◆ **EXCERPT**
%%
I have recently been helping a friend build a large OO Scale layout and one of the questions I’m regularly asked is ‘How do I make a robust and reliable DCC Bus?’ In this post I’ll share with you what I’ve done for him.
For those wondering why we need a DCC Bus or what is a DCC Bus, I will explain. Traditionally model railroads have been powered using DC controllers and control panels with switches to turn sections on and off. The advantage of this is the wire going to each section need only be capable of powering the train in operation. Often telephone exchange wire or simple hook-up wire is used as it is cheap and can handle the low current draw over long distances. However with DCC all of the track is powered at the same time and the more trains you run, the higher the current draw through the wire. Electricity always takes the path of least resistance and this could mean all the power for the layout could end up going down one wire. If a small wire is used this can lead to loss of power or in worst cases, melted wires, which could lead to fire.
There are several ways to resolve this. One option is to solder all the rails together and feed them close to the DCC controller but this leads to problems with expansion and contraction in different times of year. This is not possible with modular layouts and sometimes it’s simply not possible as you need to add breaks at turnouts to prevent shorts.
Another option is to simply use big wires everywhere. However this is very cumbersome, expensive and bulky. Soldering big wires also takes more heat so when it comes to connecting them to the track there’s a bigger risk of meting the plastic ties.
%%
◆ **INPUT DATA**
%%
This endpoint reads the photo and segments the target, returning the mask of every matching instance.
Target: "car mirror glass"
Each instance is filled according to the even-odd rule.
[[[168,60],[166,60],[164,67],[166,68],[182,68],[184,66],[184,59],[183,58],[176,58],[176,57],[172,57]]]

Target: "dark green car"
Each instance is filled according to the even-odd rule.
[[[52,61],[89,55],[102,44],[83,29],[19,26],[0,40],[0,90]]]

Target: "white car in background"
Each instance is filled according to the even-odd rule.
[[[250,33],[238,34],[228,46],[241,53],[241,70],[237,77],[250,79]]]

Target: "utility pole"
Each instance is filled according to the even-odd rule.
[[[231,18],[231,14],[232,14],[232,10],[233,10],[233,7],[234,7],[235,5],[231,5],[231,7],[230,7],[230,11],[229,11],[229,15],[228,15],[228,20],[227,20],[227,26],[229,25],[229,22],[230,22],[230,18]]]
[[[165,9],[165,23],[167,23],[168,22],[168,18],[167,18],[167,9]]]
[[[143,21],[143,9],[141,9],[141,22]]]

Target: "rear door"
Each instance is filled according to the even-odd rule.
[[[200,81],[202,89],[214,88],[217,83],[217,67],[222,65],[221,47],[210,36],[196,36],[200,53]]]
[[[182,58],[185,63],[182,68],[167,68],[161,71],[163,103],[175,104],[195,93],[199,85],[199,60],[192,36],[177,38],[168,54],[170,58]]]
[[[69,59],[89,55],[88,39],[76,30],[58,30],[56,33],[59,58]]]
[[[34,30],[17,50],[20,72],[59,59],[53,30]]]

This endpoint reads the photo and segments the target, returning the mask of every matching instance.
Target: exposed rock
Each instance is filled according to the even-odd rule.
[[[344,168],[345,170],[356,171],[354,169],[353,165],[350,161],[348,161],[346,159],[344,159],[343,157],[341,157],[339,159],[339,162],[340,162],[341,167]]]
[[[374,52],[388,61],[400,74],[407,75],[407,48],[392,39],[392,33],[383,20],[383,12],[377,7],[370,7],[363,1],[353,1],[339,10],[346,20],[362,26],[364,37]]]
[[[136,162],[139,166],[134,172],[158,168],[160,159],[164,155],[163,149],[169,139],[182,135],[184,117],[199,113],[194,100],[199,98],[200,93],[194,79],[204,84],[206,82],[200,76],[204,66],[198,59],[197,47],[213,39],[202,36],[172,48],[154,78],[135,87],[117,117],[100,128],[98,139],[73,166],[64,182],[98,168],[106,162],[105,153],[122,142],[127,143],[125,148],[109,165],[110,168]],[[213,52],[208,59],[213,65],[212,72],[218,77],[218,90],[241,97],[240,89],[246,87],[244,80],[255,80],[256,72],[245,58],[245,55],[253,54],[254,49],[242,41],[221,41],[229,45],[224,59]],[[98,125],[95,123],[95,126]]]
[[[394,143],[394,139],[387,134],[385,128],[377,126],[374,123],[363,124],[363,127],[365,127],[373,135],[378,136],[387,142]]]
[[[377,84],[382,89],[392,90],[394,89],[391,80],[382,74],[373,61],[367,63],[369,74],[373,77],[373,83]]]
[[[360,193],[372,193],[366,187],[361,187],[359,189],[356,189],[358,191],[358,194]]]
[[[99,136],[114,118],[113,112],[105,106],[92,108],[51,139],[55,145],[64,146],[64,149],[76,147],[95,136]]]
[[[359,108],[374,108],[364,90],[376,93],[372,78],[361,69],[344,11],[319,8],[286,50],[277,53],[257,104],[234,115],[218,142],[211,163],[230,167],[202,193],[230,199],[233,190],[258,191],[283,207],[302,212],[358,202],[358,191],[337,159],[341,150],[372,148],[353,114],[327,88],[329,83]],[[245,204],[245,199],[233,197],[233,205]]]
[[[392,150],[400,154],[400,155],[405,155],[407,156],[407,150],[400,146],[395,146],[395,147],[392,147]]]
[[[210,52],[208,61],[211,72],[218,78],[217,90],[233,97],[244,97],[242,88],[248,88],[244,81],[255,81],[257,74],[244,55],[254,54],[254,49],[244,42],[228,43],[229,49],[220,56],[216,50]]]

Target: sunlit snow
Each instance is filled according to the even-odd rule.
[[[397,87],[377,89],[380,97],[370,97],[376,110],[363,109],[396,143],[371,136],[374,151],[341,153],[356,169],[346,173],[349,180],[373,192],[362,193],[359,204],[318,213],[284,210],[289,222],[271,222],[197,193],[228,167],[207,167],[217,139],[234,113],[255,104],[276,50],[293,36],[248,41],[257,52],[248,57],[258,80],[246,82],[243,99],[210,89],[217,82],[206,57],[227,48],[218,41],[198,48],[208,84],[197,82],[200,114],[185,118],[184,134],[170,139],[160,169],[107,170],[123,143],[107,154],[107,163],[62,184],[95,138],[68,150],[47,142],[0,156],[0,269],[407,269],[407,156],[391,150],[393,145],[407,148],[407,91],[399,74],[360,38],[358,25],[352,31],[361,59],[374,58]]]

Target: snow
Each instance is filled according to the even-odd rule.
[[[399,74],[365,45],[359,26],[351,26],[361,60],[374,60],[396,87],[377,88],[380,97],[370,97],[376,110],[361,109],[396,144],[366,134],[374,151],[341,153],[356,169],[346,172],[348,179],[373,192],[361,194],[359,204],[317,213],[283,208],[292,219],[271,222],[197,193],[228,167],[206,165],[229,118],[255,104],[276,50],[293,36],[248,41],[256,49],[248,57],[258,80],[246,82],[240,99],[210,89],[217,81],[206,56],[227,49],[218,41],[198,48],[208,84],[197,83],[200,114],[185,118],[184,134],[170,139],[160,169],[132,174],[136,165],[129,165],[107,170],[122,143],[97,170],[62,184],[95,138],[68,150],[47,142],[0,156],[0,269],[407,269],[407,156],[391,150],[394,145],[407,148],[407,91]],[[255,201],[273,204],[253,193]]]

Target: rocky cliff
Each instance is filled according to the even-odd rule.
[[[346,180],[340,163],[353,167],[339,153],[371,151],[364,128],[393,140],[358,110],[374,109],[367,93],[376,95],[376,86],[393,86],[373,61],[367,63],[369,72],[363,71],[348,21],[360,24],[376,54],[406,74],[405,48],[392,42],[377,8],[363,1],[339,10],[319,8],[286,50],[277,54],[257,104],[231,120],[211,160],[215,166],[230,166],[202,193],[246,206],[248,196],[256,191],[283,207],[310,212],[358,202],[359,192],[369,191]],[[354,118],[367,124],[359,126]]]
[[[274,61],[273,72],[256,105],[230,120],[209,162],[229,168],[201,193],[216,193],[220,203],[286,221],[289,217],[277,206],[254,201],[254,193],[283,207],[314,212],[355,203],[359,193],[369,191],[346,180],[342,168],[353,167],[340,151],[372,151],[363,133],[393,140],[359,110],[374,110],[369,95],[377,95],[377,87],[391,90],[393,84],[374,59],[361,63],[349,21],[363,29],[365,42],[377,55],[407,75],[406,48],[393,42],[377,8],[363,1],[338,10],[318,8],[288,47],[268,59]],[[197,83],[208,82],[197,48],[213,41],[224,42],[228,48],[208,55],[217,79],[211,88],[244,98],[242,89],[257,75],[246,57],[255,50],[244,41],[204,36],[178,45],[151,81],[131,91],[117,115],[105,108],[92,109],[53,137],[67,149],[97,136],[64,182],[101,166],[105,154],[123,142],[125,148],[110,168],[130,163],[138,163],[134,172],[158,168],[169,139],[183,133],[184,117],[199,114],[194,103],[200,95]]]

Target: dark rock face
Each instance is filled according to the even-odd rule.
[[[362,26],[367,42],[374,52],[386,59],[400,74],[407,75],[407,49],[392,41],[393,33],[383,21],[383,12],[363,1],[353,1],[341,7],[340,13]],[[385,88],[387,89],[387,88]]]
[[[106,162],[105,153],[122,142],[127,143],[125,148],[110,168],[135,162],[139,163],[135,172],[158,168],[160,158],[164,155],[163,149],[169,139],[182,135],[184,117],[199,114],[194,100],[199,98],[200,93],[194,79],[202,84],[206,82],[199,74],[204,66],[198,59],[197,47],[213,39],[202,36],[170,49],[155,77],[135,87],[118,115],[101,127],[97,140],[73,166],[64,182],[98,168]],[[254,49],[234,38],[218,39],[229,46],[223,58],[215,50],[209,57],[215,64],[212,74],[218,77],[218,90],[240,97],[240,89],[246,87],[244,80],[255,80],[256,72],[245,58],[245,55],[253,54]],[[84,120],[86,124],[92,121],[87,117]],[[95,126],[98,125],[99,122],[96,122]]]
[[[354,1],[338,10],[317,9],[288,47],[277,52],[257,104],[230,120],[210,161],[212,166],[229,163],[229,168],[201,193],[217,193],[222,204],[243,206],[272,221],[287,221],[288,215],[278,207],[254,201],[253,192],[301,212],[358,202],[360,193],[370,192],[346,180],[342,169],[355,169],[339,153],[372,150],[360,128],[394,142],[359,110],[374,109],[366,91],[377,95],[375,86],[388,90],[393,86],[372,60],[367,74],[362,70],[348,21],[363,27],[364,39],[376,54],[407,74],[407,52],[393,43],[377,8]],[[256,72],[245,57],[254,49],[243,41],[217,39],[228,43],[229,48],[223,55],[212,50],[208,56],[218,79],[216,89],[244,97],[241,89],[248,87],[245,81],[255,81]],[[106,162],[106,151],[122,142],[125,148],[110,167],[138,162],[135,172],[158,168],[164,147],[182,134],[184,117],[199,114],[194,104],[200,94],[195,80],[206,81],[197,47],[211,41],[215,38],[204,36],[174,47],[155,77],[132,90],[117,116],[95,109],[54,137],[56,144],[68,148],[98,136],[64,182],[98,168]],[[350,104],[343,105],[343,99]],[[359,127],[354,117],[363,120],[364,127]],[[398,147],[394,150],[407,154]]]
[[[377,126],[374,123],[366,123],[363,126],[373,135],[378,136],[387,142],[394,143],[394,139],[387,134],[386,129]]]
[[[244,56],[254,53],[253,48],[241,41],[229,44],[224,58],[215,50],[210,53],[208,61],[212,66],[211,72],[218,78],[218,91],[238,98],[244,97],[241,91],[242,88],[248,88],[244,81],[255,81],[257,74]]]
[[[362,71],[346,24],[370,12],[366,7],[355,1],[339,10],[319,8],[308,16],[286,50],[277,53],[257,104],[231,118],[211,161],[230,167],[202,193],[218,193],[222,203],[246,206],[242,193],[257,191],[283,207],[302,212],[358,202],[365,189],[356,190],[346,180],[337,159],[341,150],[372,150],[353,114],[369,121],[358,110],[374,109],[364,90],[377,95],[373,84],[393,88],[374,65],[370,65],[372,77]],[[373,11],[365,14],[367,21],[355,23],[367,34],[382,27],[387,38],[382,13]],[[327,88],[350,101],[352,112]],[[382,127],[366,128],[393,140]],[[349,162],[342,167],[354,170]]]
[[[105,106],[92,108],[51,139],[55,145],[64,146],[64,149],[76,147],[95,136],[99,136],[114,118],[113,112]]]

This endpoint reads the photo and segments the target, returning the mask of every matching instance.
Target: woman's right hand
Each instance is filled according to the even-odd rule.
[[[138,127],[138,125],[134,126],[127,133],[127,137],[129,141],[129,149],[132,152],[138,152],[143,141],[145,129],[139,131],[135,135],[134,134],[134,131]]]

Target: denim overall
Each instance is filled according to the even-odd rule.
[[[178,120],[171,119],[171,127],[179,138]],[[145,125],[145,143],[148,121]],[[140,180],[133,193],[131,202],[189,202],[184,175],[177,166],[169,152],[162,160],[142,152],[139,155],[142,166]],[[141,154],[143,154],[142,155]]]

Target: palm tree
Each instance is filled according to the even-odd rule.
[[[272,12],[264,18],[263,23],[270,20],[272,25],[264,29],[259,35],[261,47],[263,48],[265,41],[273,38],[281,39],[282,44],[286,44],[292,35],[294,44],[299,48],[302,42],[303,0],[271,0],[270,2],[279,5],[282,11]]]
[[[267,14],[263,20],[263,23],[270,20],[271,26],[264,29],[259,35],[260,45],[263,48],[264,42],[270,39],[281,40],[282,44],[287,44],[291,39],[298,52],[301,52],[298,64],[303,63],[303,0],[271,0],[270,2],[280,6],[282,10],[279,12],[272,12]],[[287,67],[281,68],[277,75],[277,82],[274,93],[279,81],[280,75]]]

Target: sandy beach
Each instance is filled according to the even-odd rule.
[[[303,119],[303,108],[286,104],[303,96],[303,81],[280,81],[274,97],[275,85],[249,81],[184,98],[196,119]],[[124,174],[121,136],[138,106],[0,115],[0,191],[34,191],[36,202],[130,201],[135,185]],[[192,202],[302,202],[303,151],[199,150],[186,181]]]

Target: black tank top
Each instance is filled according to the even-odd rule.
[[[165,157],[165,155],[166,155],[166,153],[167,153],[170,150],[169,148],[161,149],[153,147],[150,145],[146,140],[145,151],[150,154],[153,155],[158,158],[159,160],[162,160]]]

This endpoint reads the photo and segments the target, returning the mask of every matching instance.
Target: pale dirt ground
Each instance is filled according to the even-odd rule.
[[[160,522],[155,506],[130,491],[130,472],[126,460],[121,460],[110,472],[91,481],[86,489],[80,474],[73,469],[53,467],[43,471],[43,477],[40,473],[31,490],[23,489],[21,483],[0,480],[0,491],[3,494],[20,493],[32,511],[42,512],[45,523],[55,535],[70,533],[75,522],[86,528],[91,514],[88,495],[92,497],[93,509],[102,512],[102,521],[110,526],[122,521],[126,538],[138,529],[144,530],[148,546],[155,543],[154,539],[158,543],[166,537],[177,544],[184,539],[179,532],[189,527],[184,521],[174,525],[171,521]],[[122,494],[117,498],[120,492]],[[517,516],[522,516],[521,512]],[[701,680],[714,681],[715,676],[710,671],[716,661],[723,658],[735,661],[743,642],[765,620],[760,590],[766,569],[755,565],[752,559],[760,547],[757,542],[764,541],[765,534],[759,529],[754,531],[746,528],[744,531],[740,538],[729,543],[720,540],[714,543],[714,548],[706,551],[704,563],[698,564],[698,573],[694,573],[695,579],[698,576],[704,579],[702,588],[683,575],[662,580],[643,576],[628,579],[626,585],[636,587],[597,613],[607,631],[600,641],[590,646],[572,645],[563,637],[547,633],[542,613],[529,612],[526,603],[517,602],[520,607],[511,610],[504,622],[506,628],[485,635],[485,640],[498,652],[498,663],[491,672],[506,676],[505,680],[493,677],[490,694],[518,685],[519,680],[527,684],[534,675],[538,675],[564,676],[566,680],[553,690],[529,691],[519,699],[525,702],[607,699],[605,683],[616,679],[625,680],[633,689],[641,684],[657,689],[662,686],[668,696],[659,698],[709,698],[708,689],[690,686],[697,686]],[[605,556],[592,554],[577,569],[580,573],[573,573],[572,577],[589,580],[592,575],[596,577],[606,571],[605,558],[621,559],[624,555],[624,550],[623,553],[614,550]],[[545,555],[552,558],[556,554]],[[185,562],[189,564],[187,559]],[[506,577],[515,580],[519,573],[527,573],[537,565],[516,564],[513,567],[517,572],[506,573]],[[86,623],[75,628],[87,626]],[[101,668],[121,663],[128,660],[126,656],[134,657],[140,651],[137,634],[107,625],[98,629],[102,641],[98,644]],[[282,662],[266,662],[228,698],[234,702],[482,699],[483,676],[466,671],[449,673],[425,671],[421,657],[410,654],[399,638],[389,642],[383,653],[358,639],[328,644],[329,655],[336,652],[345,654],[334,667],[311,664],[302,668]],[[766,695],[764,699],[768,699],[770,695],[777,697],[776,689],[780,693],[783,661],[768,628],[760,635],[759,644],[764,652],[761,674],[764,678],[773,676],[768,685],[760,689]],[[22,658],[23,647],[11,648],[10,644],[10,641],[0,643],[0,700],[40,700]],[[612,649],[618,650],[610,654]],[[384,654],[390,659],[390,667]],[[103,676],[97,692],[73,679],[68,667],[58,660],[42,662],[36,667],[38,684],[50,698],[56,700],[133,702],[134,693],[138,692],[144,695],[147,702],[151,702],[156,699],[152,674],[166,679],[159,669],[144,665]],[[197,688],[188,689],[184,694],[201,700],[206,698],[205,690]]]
%%
◆ **TASKS TO COMPLETE**
1. Duplicate the part of the DCC bus text that opens with the words containing "I have recently" and closes with "done for him.".
2. Pick out every line of the records that contains the string "dark", matching case exactly.
The text and the records have nothing to do with each other.

◆ **ANSWERS BY TASK**
1.
I have recently been helping a friend build a large OO Scale layout and one of the questions I’m regularly asked is ‘How do I make a robust and reliable DCC Bus?’ In this post I’ll share with you what I’ve done for him.

2.
Target: "dark green car"
Target: dark rock face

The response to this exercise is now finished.